Stated goal = From the article below on migrating SQL Server Availability Group clusters to Azure, list every high-level migration step it gives.

Reading text =
** BEGIN **

Migrating Microsoft SQL Server Always-On Availability Group Clusters to Azure
By: David Patterson, Principal Technical Consultant
When organizations decide to migrate workloads to a cloud provider, there is often an initial ‘lift and shift’ approach that moves the workload as-is onto a virtual machine. And while there are many arguments for refactoring the applications during this process, the reality is that time constraints can make this a challenge. SQL Server workloads that are stand-alone can be migrated using a variety of tools, but when you approach SQL Server Clusters, the choices are greater, and the complexity can increase significantly.
Here, we’ll explore some of the primary considerations and the approach for migrating SQL Always-On Availability Group clusters to Azure in a cloud-friendly manner.
SQL Server offers two high-availability options: Failover Cluster Instances (FCI) and Always-On Availability Groups (AGs). FCI clusters use older technology dating back to the late 1990s, where shared disks were the common High Availability (HA) option. Since the release of SQL 2012, AGs have taken the lead in database resiliency – this article will focus on only this type of cluster. But how should an SQL AG cluster residing in a datacenter be migrated as an IaaS solution to the cloud with minimal effort and near-zero downtime?
The basic premise is to create new SQL Servers in the target cloud environment and join those to the current Windows Failover Cluster Service (WFCS) that is being used in the datacenter. This will cause the cluster to become a multi-subnet cluster (if it wasn’t already). Additional work will need to be done in the Cluster Manager to identify the IPs for the cluster service on the new VMs and the AG Listeners, which are used by applications to connect to their databases.
At a high level, the steps are:
- Create new SQL VMs and domain-join them to your current Active Directory domain (including the Windows Clustering feature)
- Add the new VMs to the Cluster Manager on an existing SQL Server
- Join the new VMs to the Availability Groups and replicate the data
This list is very simplistic, and each step involves many options and configuration settings. For example, if you wish to automatically replicate the databases, then the underlying disk layout must match the current servers in both capacity and drive lettering (manually restoring databases can remove this requirement).
SQL AG Options
Within Azure, there are two main options for creating an AG cluster. The first uses a single subnet for all the SQL Virtual Machines, and this method requires that an Azure Load Balancer be created to act as the front-end Listener for each availability group. This is also true in AWS or GCP, as the major cloud providers do not allow Address Resolution Protocol (ARP) to broadcast within their environments. In a traditional datacenter, ARP would signal to the DNS system when a failover occurs, but in the cloud, this function is replaced with a load balancer that is configured with health-probes to monitor the underlying VMs.
The second option is to place each SQL VM in a different subnet, which eliminates the need for a load balancer. This functions by adding extra IP addresses to the NIC of each VM, one per AG (and if using SQL 2016 or older, one IP for the cluster service). Windows 2019 and newer use a Distributed Server Name (DSN) for the cluster service, which is automatically registered with the Cluster Name Object in Active Directory. In either scenario, consideration should be given to placing the VMs in different Availability Zones or at the least in an Availability Set (more details).

** END **

Source material =
** BEGIN **

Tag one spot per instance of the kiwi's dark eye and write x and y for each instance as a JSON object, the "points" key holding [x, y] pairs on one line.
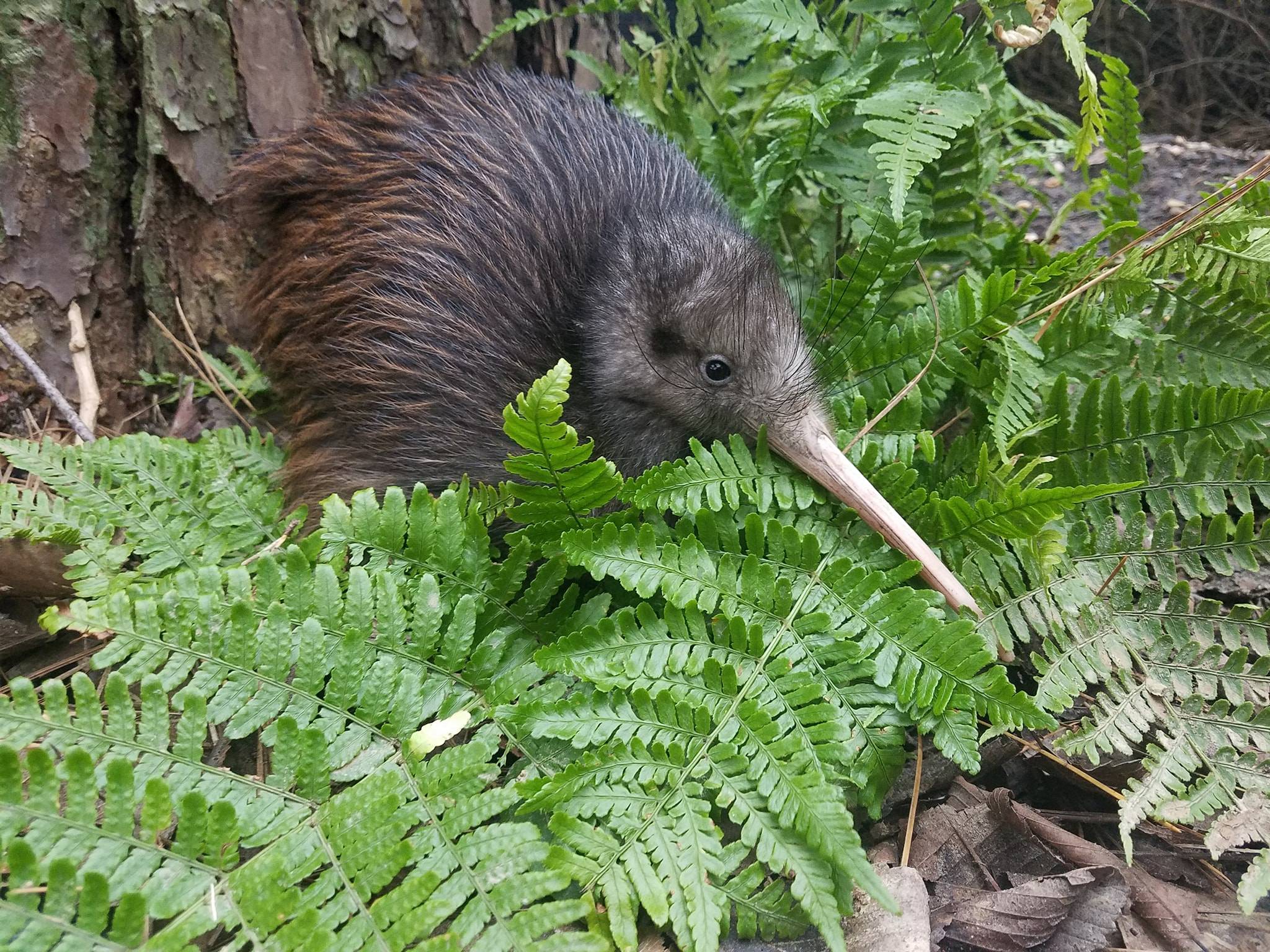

** END **

Response to this task =
- Create new SQL VMs and domain-join them to your current Active Directory domain (including the Windows Clustering feature)
- Add the new VMs to the Cluster Manager on an existing SQL Server
- Join the new VMs to the Availability Groups and replicate the data